WHAT THIS TASK INVOLVES. Scale every x and y coordinate in the answers by 0.7, rounding each result to a whole number with halves rounded up. Write out all of the lines below, keeping every other line as it is.
━━━ RECORD EXCERPTS ━━━
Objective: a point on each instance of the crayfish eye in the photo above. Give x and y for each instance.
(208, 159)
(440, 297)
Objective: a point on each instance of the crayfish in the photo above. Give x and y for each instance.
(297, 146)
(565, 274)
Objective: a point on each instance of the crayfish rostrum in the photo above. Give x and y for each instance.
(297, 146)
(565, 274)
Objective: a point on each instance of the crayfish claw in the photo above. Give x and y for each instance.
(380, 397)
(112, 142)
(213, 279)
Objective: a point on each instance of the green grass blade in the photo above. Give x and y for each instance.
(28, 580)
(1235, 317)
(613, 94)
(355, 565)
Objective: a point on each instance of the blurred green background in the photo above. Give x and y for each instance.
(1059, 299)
━━━
TASK OUTPUT.
Objective: a point on each instance of the crayfish eye in the photo above. Give x and y for each instance.
(146, 111)
(308, 208)
Objective: a point on each instance of the crayfish in the photo above. Give x and y for each instance.
(208, 102)
(396, 192)
Objective: a point on each instance of the crayfish rostrum in the photo above. Give x and y for each instance.
(208, 102)
(396, 192)
Objective: a point on each instance of the crayfish claw in the photo above. Give x and y for each instance.
(266, 278)
(78, 99)
(149, 195)
Objective: a point on each instance of the green grass blade in the photo above. Give x and y for each instance.
(20, 406)
(865, 222)
(429, 66)
(249, 396)
Objective: a point on each instance of the blurred green background in the photo above. Give x and y for each instance.
(741, 209)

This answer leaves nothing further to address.